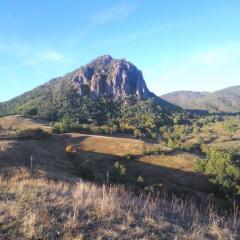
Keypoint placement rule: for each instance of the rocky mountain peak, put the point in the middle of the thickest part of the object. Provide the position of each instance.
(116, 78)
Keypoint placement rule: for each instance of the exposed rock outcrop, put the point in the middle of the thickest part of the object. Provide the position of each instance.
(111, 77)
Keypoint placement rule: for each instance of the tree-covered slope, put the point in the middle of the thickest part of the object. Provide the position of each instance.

* * *

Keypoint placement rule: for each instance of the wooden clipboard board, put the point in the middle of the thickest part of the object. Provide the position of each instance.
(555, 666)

...

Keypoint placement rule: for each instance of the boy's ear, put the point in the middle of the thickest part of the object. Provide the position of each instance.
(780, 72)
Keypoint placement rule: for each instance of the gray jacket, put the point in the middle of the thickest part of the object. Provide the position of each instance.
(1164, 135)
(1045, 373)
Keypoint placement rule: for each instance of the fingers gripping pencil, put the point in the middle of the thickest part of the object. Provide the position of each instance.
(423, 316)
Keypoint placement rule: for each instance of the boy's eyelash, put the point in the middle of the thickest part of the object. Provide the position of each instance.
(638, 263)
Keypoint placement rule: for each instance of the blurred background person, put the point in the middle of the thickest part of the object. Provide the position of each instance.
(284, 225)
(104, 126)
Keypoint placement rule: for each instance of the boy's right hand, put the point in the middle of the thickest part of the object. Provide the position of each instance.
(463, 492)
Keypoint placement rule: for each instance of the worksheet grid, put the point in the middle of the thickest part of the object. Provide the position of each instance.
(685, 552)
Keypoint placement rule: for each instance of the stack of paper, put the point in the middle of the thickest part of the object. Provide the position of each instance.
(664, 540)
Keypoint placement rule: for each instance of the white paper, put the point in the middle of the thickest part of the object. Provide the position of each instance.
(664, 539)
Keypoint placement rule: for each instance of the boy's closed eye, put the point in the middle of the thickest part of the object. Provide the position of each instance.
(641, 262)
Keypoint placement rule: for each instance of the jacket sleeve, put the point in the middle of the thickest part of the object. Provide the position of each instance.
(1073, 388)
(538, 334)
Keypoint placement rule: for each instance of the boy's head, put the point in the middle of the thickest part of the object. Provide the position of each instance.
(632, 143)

What you have to do: Write out word for word the lines of material above, from the line with "Keypoint placement rule: for each instance of the gray" up to and including the line with "(1045, 373)".

Solved problem:
Keypoint placement rule: for each instance of the gray jacket, put the point in the middle of the thickest part of the object. Provide the position of each instance.
(1164, 135)
(1045, 373)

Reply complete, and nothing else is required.